What is expected:
From the first line to the last, repeat the data below exactly.

(Saved entries)
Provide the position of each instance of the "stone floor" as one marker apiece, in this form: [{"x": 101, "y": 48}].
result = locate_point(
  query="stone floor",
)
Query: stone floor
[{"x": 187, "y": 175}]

Your solution:
Provide the position of each instance of the "stone floor" as one marker apiece, in this form: [{"x": 101, "y": 48}].
result = locate_point(
  query="stone floor",
)
Query: stone floor
[{"x": 187, "y": 175}]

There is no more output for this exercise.